**Exercise goal:** In the data below, work out how many lines include the string "patch". Only the number should be given.

---------- Extracted material ----------

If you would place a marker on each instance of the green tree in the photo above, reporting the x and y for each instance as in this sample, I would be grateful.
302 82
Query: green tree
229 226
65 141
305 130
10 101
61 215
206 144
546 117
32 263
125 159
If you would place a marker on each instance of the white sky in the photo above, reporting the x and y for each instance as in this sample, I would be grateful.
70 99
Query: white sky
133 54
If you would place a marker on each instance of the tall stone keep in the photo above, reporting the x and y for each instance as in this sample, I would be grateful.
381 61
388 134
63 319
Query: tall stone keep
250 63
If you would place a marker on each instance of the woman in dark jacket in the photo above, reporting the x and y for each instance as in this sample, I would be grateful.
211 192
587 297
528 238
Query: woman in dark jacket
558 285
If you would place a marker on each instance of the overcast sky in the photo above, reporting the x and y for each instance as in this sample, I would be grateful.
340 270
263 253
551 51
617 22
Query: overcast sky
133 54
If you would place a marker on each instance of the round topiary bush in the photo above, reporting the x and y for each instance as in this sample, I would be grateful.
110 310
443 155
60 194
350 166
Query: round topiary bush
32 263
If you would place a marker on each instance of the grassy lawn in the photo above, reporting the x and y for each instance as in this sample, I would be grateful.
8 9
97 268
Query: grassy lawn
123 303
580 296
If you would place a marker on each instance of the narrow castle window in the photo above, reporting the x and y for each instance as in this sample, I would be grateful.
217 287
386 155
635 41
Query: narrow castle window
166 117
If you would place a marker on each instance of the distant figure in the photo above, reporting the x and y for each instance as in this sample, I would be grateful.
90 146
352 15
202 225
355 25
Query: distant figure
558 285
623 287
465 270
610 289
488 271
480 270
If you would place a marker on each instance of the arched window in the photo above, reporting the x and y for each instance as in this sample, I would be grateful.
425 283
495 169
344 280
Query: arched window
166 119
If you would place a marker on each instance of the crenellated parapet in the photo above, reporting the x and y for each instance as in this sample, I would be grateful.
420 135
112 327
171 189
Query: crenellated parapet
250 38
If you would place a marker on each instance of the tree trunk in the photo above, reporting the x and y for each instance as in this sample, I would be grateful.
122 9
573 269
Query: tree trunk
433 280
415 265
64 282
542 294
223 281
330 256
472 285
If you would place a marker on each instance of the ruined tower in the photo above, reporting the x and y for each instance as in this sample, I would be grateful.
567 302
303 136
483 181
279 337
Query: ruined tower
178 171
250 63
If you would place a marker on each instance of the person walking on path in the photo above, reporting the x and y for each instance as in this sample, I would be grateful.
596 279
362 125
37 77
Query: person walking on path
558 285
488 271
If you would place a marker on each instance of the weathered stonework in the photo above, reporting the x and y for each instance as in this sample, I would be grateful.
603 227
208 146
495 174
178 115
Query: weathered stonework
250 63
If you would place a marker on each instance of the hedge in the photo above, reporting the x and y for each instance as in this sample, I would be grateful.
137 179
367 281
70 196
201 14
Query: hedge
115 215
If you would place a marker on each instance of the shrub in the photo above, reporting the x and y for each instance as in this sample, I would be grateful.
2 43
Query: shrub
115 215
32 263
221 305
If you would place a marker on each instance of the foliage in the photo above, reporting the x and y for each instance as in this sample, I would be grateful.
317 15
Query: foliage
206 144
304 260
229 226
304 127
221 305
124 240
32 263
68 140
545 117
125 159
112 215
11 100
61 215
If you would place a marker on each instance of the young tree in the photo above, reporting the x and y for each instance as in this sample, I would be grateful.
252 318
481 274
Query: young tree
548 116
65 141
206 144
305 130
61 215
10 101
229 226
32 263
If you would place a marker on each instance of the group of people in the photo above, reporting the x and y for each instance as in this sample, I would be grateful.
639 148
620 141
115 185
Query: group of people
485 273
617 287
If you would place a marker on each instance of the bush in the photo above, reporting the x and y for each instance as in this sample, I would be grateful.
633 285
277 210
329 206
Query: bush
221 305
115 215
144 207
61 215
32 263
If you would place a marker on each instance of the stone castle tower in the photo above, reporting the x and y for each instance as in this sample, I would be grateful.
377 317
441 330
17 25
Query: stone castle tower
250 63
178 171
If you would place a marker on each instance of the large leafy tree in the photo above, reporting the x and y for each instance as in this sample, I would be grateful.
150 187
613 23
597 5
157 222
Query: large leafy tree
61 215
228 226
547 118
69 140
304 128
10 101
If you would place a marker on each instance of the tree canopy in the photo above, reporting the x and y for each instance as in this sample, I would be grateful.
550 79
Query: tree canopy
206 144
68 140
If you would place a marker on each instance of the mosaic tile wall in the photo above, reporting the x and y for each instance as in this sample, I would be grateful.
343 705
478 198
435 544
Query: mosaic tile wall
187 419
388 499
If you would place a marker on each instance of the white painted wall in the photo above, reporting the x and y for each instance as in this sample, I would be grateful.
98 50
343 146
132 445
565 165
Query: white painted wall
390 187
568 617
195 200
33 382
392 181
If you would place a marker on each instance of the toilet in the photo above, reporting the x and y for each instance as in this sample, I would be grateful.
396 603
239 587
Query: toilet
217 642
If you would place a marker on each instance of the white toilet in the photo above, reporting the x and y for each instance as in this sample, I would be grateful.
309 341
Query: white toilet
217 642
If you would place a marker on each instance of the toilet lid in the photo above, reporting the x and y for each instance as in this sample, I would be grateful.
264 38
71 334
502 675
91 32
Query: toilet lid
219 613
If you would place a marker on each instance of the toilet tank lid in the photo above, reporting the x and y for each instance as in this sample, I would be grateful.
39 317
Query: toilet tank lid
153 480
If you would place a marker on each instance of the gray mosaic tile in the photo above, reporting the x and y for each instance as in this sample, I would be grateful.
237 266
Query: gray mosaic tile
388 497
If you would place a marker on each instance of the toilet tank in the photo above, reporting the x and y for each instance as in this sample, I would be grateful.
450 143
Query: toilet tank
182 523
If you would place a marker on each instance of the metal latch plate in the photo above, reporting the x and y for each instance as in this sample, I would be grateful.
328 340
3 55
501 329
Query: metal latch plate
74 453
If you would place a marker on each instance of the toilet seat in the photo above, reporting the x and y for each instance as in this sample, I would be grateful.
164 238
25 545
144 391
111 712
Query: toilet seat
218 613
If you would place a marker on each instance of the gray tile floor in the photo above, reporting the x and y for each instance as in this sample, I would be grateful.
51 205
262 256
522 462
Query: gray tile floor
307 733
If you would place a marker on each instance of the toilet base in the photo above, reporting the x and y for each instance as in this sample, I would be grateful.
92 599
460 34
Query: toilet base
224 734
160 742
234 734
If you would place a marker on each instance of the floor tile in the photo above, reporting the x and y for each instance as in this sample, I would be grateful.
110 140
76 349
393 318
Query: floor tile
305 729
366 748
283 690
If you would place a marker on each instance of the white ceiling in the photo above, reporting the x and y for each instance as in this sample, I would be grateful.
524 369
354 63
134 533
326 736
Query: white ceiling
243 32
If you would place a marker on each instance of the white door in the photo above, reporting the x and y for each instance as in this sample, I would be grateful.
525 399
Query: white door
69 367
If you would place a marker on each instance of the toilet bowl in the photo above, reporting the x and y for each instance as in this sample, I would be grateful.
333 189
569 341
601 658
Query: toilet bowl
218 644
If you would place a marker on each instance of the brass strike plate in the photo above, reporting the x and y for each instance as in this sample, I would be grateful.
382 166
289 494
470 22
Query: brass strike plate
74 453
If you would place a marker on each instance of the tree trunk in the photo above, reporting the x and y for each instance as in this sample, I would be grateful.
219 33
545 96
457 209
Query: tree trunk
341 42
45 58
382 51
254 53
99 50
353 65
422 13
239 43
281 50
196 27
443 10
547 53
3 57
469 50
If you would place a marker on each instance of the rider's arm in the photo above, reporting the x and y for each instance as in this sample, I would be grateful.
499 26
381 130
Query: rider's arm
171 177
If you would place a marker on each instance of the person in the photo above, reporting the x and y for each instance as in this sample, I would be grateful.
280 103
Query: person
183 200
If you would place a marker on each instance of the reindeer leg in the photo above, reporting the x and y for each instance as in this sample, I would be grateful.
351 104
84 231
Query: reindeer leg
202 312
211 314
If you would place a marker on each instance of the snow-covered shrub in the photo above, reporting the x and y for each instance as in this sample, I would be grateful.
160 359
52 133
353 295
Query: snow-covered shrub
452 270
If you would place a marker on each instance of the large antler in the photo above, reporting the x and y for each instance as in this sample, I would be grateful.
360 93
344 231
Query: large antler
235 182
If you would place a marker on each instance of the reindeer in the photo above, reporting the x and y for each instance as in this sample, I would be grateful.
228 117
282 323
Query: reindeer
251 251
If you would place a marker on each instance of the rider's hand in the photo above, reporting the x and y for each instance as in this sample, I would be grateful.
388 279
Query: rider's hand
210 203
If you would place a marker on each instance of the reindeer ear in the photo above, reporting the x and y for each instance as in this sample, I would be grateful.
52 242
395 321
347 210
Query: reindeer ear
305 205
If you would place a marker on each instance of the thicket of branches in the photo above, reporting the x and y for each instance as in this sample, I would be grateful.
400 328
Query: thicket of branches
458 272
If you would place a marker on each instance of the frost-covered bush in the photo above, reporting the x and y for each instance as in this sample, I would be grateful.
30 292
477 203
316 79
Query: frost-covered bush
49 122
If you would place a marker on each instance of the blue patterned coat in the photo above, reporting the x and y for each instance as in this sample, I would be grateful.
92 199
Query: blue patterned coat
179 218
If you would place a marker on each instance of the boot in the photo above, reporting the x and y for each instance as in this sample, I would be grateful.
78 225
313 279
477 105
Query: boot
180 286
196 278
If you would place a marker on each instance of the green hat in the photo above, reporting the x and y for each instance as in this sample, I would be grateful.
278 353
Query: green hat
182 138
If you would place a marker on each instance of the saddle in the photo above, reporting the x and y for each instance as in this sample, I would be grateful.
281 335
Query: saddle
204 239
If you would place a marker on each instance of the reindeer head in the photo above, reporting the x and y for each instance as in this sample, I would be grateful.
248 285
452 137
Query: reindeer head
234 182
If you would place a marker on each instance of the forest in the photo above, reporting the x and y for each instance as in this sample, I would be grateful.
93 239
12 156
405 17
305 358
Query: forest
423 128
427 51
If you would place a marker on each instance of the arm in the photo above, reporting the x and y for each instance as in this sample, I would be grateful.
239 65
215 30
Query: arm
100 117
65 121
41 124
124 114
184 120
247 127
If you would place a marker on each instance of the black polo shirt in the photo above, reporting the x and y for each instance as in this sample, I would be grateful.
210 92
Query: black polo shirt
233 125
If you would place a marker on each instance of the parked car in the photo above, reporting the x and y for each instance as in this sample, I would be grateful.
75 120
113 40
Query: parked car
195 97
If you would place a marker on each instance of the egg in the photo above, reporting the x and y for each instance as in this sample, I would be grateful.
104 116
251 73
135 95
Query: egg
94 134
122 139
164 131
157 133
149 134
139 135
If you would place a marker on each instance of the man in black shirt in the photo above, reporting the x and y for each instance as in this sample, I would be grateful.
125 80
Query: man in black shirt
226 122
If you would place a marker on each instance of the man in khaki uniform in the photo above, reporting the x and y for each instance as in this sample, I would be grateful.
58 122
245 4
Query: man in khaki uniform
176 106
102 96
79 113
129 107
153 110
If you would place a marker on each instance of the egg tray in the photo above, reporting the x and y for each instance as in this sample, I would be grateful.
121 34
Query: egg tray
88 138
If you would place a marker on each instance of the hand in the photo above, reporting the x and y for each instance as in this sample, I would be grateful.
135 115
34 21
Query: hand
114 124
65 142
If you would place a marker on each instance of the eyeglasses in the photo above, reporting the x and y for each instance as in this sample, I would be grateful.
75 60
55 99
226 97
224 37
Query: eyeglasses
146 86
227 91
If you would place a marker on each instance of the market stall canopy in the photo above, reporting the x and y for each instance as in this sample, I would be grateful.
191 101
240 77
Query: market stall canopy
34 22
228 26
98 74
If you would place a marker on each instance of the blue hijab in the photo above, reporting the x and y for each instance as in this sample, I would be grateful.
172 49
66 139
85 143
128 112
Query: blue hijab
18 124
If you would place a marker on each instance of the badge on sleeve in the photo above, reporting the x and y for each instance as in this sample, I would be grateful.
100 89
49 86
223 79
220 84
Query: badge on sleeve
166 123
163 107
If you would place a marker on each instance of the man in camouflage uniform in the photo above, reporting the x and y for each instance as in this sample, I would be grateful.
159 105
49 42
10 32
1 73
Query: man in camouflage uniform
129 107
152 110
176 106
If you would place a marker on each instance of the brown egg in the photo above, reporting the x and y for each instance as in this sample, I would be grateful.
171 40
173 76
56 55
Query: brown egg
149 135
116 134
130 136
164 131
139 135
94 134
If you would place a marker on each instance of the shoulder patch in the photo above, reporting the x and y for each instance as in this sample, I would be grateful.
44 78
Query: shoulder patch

----------

**Result below:** 2